• COMPITI DA SVOLGERE
(a) Indica se ciascuna affermazione concorda con il testo sulle falene di Bogong riportato più in basso, rispondendo sì o no e citando alla lettera le parole del testo che lo stabiliscono. (i) Le falene trascorrono l’estate nelle grotte delle Alpi australiane. (ii) Senza il campo magnetico terrestre le falene perdevano la direzione. (iii) In autunno le falene volano verso sud.
(b) Riprendi, per favore, il testo sulle falene di Bogong dopo la sua ultima frase e proseguilo.

===== TESTO FORNITO

Ogni primavera, miliardi di falene di Bogong (nome scientifico Agrotis infusa) intraprendono una migrazione notturna straordinaria: volano fino a 1.000 chilometri dalle pianure calde del sud-est australiano alle fresche grotte delle Alpi australiane, dove trascorrono l’estate in uno stato dormiente chiamato “estivazione”. In autunno, compiono il viaggio inverso per accoppiarsi e morire. Quel che rende questo viaggio davvero unico è che le falene, pur avendo un cervello minuscolo, sono capaci di orientarsi usando le stelle, come facevano i navigatori umani prima dell’invenzione del GPS.
La scoperta arriva da un team di ricerca guidato da Eric Warrant, biologo sensoriale dell’Università di Lund (Svezia). In un esperimento decisivo, i ricercatori hanno eliminato il campo magnetico terrestre in laboratorio e hanno proiettato sul soffitto un cielo notturno perfettamente realistico. Anche senza il riferimento del magnetismo terrestre, le falene riuscivano a volare nella giusta direzione: verso sud in primavera e verso nord in autunno, seguendo la migrazione naturale. Ciò ha dimostrato che il cielo stellato è per loro un vero e proprio sistema di orientamento.

==========
===== DATI

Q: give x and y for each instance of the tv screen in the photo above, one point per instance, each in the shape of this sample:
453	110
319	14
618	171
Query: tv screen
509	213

==========

• RISULTATI IN ORDINE
(a)
(i) Sì: «alle fresche grotte delle Alpi australiane, dove trascorrono l’estate in uno stato dormiente chiamato “estivazione”».
(ii) No: «Anche senza il riferimento del magnetismo terrestre, le falene riuscivano a volare nella giusta direzione».
(iii) No: «verso sud in primavera e verso nord in autunno».

(b)
Ma come può un insetto così piccolo “vedere” le stelle? Gli occhi delle falene di Bogong, sebbene minuscoli, riescono a catturare 15 volte più luce rispetto agli occhi umani. Questo le rende capaci di percepire la Via Lattea molto meglio di noi. Alcuni neuroni del cervello della falena, osservati tramite elettrodi, si attivano solo quando il cielo si orienta in una precisa direzione. Per esempio, molti si accendono al massimo quando l’insetto è rivolto a sud.
Questa abilità è ancora più incredibile se si considera che ogni falena compie questa migrazione una sola volta nella vita e non ha nessuno che le insegni la rotta: nasce, emerge dal suolo e “sa” automaticamente dove deve andare. È un comportamento innato, ereditato geneticamente. Gli adulti non sopravvivono all’estate, quindi le nuove generazioni non possono imparare da chi li ha preceduti.
Inoltre, le falene Bogong usano anche il campo magnetico terrestre, come già accertato in studi precedenti. Combinando le informazioni visive del cielo stellato con quelle magnetiche, riescono a navigare anche in condizioni difficili, ad esempio con cielo coperto o in presenza di disturbi magnetici. I due sistemi si compensano e garantiscono un’orientazione affidabile.
In totale sono stati usati circa 400 esemplari, che sono stati poi rilasciati. Un campione più piccolo è stato impiegato per studiare l’attività cerebrale, comportando però la morte degli insetti.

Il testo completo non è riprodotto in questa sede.